TASK REQUIREMENTS ▸ Each entry is to be retyped exactly as it appears. Leave the images out.
=-=-=
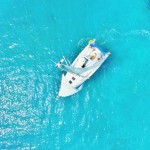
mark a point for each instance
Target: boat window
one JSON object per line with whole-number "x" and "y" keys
{"x": 70, "y": 81}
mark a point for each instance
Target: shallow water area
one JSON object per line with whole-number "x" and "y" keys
{"x": 112, "y": 110}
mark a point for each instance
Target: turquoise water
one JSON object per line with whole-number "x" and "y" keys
{"x": 112, "y": 110}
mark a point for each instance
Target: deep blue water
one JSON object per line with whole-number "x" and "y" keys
{"x": 112, "y": 110}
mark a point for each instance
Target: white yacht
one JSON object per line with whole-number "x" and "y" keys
{"x": 82, "y": 68}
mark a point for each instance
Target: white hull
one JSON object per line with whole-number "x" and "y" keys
{"x": 89, "y": 60}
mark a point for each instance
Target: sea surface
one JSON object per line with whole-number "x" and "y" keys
{"x": 112, "y": 112}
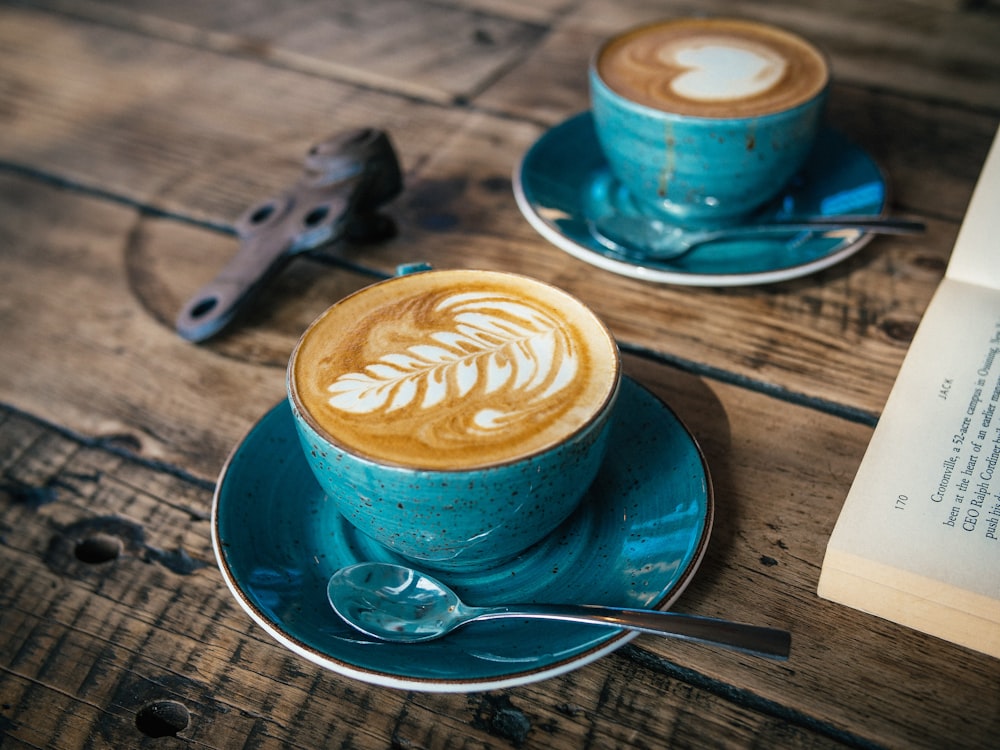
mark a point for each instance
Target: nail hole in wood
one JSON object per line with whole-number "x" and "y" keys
{"x": 162, "y": 719}
{"x": 262, "y": 214}
{"x": 98, "y": 548}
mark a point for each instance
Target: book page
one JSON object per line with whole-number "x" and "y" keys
{"x": 927, "y": 496}
{"x": 976, "y": 257}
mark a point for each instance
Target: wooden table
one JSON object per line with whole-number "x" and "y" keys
{"x": 133, "y": 133}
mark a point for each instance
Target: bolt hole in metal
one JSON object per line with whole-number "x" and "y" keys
{"x": 163, "y": 719}
{"x": 204, "y": 307}
{"x": 99, "y": 548}
{"x": 317, "y": 215}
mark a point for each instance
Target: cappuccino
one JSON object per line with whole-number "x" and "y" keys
{"x": 453, "y": 370}
{"x": 716, "y": 68}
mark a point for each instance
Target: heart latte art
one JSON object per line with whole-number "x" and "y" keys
{"x": 454, "y": 369}
{"x": 713, "y": 67}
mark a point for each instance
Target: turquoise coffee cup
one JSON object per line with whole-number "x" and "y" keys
{"x": 705, "y": 120}
{"x": 390, "y": 383}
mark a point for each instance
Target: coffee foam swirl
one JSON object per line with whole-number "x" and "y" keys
{"x": 444, "y": 374}
{"x": 713, "y": 67}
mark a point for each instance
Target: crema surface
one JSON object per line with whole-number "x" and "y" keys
{"x": 713, "y": 68}
{"x": 454, "y": 369}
=-=-=
EXERCISE OUTPUT ▸
mark a point for each instance
Target: boat window
one JSON object per line with whole-number "x" and "y" keys
{"x": 70, "y": 81}
mark a point for each instance
Target: shallow water area
one JSON object per line with whole-number "x" and "y" keys
{"x": 112, "y": 110}
mark a point for each instance
Target: turquoise water
one JSON object per line with whole-number "x" and "y" keys
{"x": 112, "y": 110}
mark a point for each instance
Target: deep blue water
one JSON object per line with whole-number "x" and "y" keys
{"x": 112, "y": 110}
mark a point for each instance
Target: white yacht
one JSON object per line with whole-number "x" and "y" keys
{"x": 82, "y": 68}
mark a point for each instance
Target: white hull
one JSON object per line with whole-number "x" and "y" keys
{"x": 89, "y": 60}
mark a point for each instance
Target: sea surface
one JSON object per line with whole-number "x" and "y" keys
{"x": 112, "y": 112}
mark a point for each instance
Target: nail hole in wood
one JSON object per line with whole-number "x" and "y" keys
{"x": 162, "y": 719}
{"x": 262, "y": 214}
{"x": 98, "y": 548}
mark a point for each instance
Target: book page
one JSON object per line with whole-number "x" and "y" keys
{"x": 927, "y": 496}
{"x": 976, "y": 257}
mark a point for each instance
Target: wooden table
one JSON object per line with whole-number "x" and "y" keys
{"x": 133, "y": 133}
mark a point for each instance
Target: bolt hole in metal
one JSON object per line with whole-number "x" and "y" keys
{"x": 163, "y": 719}
{"x": 204, "y": 307}
{"x": 99, "y": 548}
{"x": 317, "y": 215}
mark a point for each instance
Target: cappuccino
one JSON object per line with whole-number "x" and "y" keys
{"x": 453, "y": 370}
{"x": 716, "y": 68}
mark a point for each instance
Target: heart latte art
one JSON object per line with whole-number "x" and "y" keys
{"x": 454, "y": 369}
{"x": 713, "y": 67}
mark a point for each instance
Target: turquoise coffee cup
one JSON object per line with whole-number "x" and "y" keys
{"x": 705, "y": 120}
{"x": 390, "y": 383}
mark a point for each instance
Target: coffee foam swirl
one JSON object per line with whole-number "x" and "y" keys
{"x": 444, "y": 374}
{"x": 713, "y": 67}
mark a point for each instance
Target: crema surface
one JSON object per line with whole-number "x" and "y" keys
{"x": 713, "y": 68}
{"x": 454, "y": 369}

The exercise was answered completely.